== EXERCISE AIM ==
Return the listing in full. Keep every word as it stands.

== DATASET CONTENT ==
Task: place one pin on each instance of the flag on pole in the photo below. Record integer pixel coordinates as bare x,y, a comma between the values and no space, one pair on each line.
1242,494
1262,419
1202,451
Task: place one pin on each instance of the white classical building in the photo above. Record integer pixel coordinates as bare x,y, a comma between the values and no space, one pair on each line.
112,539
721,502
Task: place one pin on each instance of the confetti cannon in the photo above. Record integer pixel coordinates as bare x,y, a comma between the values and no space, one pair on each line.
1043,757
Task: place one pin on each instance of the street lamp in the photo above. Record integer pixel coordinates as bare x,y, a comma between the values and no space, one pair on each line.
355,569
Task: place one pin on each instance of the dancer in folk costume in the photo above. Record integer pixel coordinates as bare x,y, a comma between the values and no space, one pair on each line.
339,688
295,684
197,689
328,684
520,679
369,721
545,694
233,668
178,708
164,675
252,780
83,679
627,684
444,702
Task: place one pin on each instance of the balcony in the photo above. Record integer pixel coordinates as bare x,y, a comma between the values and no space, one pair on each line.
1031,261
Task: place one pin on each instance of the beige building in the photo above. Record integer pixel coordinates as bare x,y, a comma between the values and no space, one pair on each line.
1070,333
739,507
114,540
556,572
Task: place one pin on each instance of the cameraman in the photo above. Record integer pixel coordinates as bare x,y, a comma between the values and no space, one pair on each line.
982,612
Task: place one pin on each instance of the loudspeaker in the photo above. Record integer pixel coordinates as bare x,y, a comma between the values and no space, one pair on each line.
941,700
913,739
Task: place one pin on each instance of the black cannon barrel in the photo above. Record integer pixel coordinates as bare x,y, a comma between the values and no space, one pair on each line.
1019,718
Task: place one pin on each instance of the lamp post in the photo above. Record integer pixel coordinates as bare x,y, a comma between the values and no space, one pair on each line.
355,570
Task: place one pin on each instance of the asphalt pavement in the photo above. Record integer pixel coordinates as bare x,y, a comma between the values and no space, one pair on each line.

== ANSWER SPACE ==
Task: place one pin on each instance of the flag on pole in the photo below. Record integer pixel coordinates as bare x,y, a comma between the values and no space, one pair on each line.
1242,494
1262,419
1202,451
Task: place one pin on each instance of the white classical building in the photo above. Record integer pixel coordinates as bare x,y, a comma between the values and no space, one pair on each line.
112,539
721,502
Task: place one pin on each instance of the confetti cannon in the photo above. Record integer pixel coordinates as bare x,y, a comma between the values and no space, one pair on each line.
1043,757
Task: place one pin on each instance of the street lamp in the photo above. Record integer pixel coordinates as bare x,y, a comma between the values and no space, one pair on each line.
355,569
Task: place one pin on each instance of the dancer in folk costume in the photo above. Record integer pixel coordinates as bare x,y, a comma between the values and no space, one pair on each line.
339,688
295,684
197,689
328,684
520,679
369,721
545,694
233,668
178,708
164,675
252,780
83,679
627,684
444,702
Task: place one pin on each instance of the balcony in the photo above. Record integer pixel coordinates as bare x,y, a comma between the values and no space, one pair on each line.
1031,261
Task: place one pin on each instance of the beige building in the photo above. Record integer pixel coordinates as bare x,y, a comma between the values and no space, one pair on each line.
1070,333
739,507
114,540
556,572
Task: place one pin on each instance of the cameraman in the photo above. Record integer pixel coordinates as bare x,y, a comma between the values and no space, one pair on each line.
982,612
Task: place one pin on each instance of the loudspeaker in the photo above. Record integer pixel coordinates as bare x,y, a comma between the values and no space, one pair on each line.
941,700
913,739
Task: place one pin on each instance of the black cannon barrel in the photo above. Record integer pixel coordinates as bare x,y, a comma between the values and no space, one pair on each line.
1019,718
Task: place one pin on each instance of the lamp post in the photo above. Record integer pixel coordinates as bare x,y, a comma between the values and no space, one pair on each line.
355,570
Task: place one pin on each instance of the asphalt pavement in the photo above. Record integer pixel coordinates as bare x,y, a comma between the values and no space, one pair on each line.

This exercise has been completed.